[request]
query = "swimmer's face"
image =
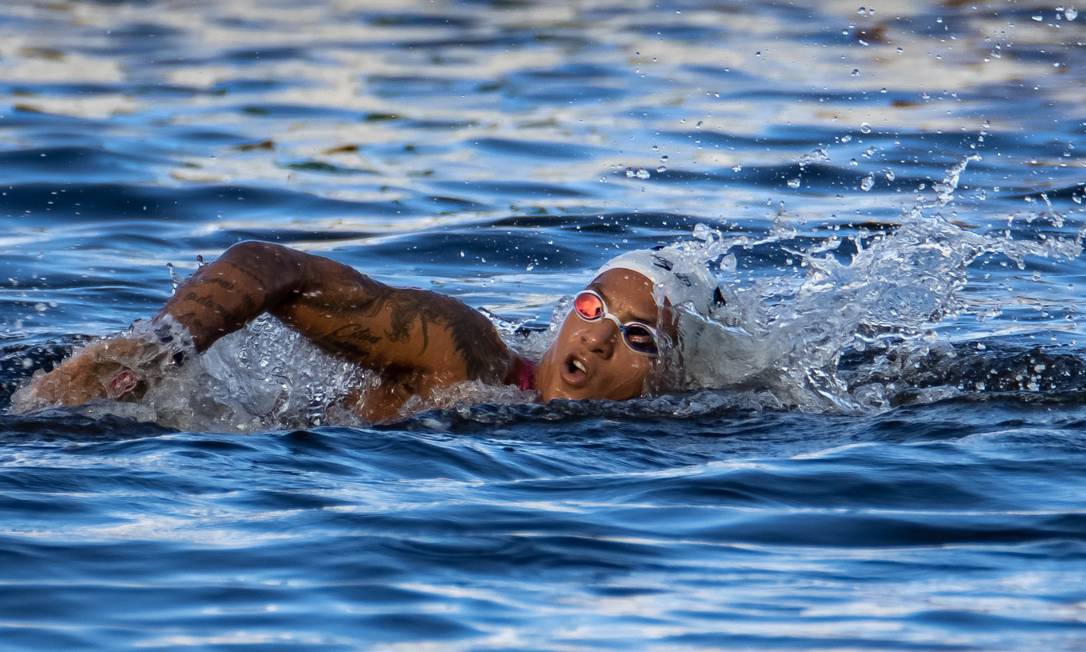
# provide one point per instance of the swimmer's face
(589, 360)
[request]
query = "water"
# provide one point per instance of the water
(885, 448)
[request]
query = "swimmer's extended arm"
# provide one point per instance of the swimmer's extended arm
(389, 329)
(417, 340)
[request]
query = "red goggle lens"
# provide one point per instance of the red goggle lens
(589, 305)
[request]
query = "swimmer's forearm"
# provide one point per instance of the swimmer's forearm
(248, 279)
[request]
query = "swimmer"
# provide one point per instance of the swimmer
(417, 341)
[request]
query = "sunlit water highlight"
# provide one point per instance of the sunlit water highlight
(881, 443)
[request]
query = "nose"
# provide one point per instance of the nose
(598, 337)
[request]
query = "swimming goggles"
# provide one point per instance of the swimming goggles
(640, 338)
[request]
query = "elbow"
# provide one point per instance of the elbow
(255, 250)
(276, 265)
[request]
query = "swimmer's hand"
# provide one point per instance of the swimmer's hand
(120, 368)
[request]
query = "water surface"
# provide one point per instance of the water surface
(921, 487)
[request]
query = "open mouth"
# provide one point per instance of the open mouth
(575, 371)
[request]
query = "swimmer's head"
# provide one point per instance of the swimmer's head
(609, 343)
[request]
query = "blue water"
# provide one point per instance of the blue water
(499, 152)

■ WHAT THE TASK ASKS: Would you restate all of the data above word for word, omitting the pictures?

■ RESPONSE TO THIS TASK:
[request]
query = "swimmer's face"
image =
# provide one point per instance of the swimmer's face
(589, 360)
[request]
query = "water"
# provide one point per instance of the water
(885, 448)
[request]
query = "swimmer's extended arm"
# provide one point per instance of the swimmer's extended arm
(389, 329)
(417, 340)
[request]
query = "red goggle lens"
# provide one point per instance of the red goggle lens
(589, 305)
[request]
query = "swimmer's forearm"
# provide one point per instance of the swimmer's forearm
(248, 279)
[request]
query = "swimmer"
# provide one point per instance of the swimmer
(417, 341)
[request]
query = "sunlit water highlight"
# provide one point per instance of the sunlit water highlight
(881, 443)
[request]
query = "nose"
# provide one point per instance of the nose
(598, 337)
[request]
query = "swimming goggles"
# provide one point per instance of the swimming goggles
(640, 338)
[request]
query = "elbow"
# provide one point per instance of the elbow
(255, 250)
(276, 265)
[request]
query = "swimmer's hand"
# provide one point per instance of the swimmer's hand
(120, 368)
[request]
query = "water surface"
# provide one point per instance of the water surface
(921, 487)
[request]
query = "open mouth"
# provide one point per instance of the open mouth
(575, 371)
[request]
query = "swimmer's head"
# provide one point per instance of the swimmer's head
(609, 343)
[request]
query = "blue water"
# provide one point per instance of the blue water
(499, 152)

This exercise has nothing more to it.